WHAT THE EXERCISE ASKS:
Format the lines in the records below as a Markdown table, starting at the line that contains "One point goes on each instance of the windshield" and ending at the line that contains "Target: windshield wiper". Use the columns Row and Record line, number the rows, and skip any blank lines.

RECORDS TO USE:
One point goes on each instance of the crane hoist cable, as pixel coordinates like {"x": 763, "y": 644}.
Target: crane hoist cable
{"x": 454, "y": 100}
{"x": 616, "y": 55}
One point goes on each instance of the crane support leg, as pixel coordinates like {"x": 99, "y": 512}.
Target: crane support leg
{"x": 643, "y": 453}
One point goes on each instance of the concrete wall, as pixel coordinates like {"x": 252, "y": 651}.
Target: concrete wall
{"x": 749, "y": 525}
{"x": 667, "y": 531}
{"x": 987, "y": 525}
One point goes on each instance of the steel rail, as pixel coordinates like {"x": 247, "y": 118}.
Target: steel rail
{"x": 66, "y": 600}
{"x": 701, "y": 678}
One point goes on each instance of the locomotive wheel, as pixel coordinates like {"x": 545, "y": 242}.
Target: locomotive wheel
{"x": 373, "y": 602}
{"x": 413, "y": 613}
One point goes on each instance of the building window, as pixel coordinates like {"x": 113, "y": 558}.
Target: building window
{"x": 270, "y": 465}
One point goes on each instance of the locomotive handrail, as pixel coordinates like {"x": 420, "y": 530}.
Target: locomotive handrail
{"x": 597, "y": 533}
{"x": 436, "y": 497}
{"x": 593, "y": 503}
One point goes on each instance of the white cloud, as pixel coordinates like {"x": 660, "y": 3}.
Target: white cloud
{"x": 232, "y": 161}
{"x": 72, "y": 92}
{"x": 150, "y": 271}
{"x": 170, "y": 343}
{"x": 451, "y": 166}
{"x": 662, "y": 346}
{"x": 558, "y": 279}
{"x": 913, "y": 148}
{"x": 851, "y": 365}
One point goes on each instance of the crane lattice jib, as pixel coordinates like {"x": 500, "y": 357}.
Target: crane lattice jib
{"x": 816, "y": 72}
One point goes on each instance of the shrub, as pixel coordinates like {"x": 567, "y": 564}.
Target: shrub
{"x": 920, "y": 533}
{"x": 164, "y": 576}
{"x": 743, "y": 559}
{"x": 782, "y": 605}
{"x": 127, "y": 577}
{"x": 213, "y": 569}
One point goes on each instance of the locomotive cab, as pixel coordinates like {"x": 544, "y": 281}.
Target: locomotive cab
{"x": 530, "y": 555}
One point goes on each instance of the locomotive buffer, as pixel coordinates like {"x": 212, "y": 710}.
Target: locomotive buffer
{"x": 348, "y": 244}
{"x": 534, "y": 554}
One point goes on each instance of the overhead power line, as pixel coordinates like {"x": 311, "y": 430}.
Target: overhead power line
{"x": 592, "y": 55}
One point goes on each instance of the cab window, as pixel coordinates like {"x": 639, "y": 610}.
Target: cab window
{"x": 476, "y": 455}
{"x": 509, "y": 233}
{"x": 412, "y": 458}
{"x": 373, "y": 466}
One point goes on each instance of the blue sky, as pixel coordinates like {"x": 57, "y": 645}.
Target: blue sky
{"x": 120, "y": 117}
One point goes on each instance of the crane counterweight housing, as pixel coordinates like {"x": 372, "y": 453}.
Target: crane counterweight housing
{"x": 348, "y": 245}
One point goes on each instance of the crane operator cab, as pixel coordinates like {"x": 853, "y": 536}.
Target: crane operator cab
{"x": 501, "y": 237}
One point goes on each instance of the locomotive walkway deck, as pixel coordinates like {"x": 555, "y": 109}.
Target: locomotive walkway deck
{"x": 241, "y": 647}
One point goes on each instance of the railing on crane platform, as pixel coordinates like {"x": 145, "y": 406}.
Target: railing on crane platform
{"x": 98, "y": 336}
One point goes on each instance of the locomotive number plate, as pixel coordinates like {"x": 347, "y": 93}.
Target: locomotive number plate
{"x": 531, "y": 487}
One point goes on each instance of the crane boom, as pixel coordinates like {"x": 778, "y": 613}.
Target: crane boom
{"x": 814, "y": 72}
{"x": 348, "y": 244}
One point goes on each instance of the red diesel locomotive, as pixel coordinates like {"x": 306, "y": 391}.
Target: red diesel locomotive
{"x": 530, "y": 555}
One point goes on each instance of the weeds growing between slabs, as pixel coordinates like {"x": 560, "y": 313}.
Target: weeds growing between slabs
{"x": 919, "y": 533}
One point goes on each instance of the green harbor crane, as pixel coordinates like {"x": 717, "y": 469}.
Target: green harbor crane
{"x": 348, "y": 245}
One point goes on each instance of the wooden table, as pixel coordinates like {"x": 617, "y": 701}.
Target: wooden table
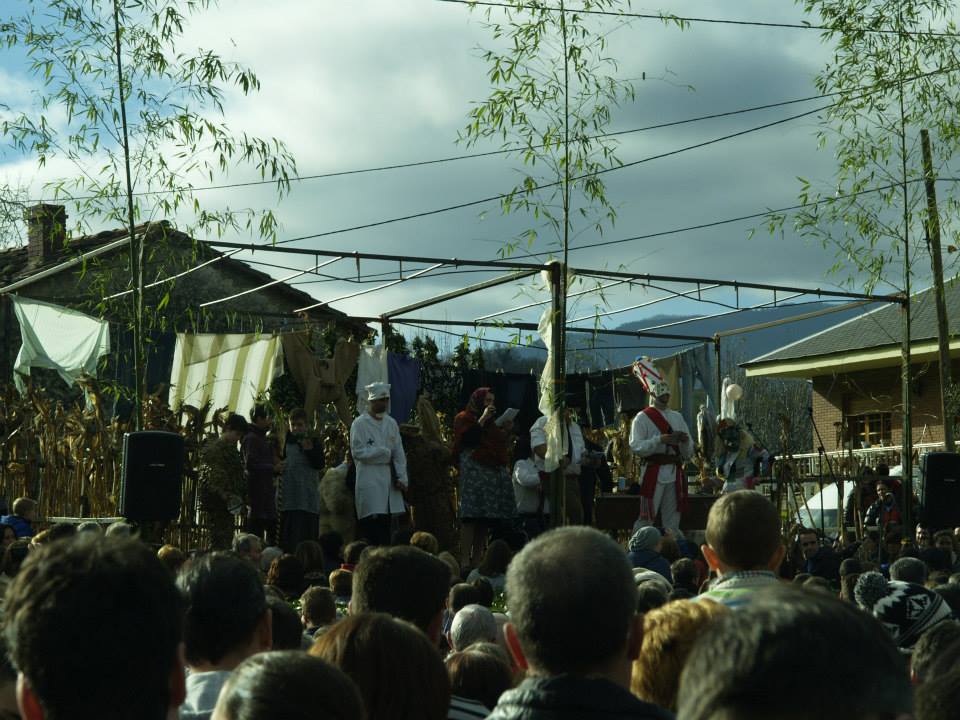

---

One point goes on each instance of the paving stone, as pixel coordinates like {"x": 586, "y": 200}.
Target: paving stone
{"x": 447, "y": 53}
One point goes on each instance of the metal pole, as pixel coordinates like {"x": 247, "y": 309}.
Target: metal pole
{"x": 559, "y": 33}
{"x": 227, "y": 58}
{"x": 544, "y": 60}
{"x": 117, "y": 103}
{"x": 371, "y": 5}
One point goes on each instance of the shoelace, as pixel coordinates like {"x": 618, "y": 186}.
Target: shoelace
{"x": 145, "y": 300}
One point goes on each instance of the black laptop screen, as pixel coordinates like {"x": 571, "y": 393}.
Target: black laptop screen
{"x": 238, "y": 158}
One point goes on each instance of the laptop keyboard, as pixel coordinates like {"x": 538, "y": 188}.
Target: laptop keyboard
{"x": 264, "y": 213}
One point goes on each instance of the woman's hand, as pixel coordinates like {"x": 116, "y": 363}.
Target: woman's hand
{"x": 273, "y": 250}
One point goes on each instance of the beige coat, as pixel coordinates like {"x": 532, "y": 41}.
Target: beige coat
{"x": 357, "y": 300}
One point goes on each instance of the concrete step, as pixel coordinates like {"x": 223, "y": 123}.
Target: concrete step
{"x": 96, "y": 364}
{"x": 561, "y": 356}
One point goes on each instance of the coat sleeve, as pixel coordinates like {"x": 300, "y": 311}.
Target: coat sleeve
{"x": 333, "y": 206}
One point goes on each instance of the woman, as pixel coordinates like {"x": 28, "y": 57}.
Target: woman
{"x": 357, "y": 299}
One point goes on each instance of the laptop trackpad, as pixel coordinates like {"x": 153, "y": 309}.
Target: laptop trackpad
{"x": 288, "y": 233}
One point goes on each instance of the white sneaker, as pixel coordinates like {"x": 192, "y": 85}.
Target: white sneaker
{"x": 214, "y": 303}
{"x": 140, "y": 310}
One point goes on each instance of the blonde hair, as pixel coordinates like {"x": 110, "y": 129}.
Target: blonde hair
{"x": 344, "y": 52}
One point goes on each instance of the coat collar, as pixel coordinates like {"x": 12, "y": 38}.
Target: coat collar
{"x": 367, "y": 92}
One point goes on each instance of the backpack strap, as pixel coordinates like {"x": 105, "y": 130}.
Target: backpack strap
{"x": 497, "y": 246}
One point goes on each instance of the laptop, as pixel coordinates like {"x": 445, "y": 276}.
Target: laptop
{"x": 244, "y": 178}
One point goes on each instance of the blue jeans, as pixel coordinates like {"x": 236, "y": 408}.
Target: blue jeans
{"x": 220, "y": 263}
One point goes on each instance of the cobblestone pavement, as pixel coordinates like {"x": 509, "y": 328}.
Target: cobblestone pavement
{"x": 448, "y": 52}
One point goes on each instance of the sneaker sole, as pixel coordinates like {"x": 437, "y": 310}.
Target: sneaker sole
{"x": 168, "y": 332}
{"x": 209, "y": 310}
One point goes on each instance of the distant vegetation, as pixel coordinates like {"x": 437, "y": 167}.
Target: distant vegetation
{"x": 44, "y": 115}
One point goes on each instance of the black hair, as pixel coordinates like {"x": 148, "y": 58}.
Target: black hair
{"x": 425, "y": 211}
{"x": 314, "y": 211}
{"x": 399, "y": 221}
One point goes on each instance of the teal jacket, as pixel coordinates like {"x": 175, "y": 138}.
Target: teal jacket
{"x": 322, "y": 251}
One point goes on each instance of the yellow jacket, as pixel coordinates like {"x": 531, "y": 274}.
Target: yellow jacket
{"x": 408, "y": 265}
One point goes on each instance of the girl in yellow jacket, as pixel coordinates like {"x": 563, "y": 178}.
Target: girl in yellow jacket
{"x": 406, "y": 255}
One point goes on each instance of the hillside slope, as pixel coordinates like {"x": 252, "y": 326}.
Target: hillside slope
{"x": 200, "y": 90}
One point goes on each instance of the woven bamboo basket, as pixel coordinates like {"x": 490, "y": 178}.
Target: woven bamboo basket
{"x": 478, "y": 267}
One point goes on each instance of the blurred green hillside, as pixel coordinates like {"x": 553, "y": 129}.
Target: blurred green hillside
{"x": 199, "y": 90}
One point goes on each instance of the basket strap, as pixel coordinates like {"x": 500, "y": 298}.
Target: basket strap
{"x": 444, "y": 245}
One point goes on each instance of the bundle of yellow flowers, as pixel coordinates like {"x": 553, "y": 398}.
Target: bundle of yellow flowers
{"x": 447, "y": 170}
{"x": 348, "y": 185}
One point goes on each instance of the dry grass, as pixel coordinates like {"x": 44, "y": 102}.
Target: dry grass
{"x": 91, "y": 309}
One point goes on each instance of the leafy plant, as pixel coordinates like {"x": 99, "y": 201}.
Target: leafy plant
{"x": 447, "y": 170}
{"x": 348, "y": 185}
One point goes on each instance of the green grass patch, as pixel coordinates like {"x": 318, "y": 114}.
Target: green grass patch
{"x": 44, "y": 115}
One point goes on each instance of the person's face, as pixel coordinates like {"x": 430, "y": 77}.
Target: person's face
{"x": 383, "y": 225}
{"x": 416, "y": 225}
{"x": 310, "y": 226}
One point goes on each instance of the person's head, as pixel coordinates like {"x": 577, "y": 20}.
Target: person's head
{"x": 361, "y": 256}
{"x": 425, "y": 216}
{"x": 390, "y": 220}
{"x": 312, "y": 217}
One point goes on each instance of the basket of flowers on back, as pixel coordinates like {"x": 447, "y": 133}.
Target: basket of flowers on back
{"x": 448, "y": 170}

==

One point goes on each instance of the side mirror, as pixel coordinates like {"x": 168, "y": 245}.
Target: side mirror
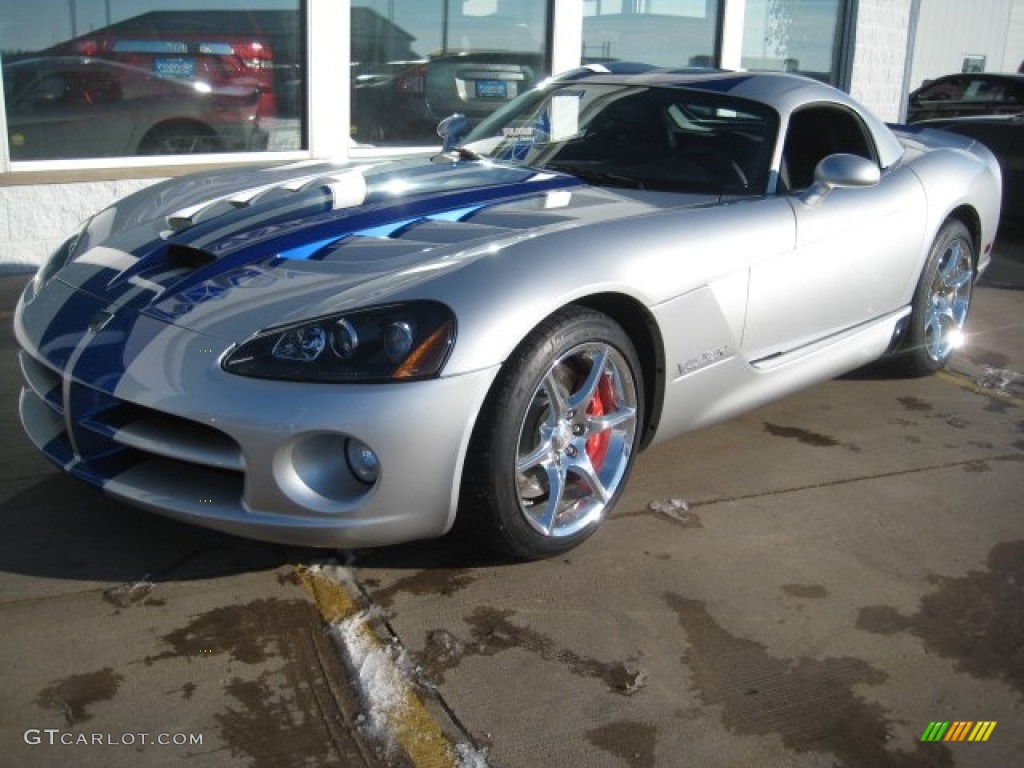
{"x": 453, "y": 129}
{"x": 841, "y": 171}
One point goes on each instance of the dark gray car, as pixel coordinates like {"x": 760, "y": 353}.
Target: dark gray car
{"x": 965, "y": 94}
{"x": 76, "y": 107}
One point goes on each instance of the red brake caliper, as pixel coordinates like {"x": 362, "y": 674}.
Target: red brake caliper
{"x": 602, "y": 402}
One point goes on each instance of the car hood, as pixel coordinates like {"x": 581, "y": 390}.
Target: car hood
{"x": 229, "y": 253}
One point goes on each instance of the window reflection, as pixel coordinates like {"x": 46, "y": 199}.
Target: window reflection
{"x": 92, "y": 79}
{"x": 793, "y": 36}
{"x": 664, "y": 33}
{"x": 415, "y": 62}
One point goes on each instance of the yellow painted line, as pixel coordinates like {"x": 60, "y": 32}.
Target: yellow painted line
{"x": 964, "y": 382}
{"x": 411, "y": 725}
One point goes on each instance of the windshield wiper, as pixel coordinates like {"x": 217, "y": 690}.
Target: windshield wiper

TASK SOLUTION:
| Row | Record line |
|---|---|
| 1 | One point goes on each instance of the windshield wiper, as pixel coordinates like {"x": 217, "y": 690}. |
| 2 | Target: windshield wiper |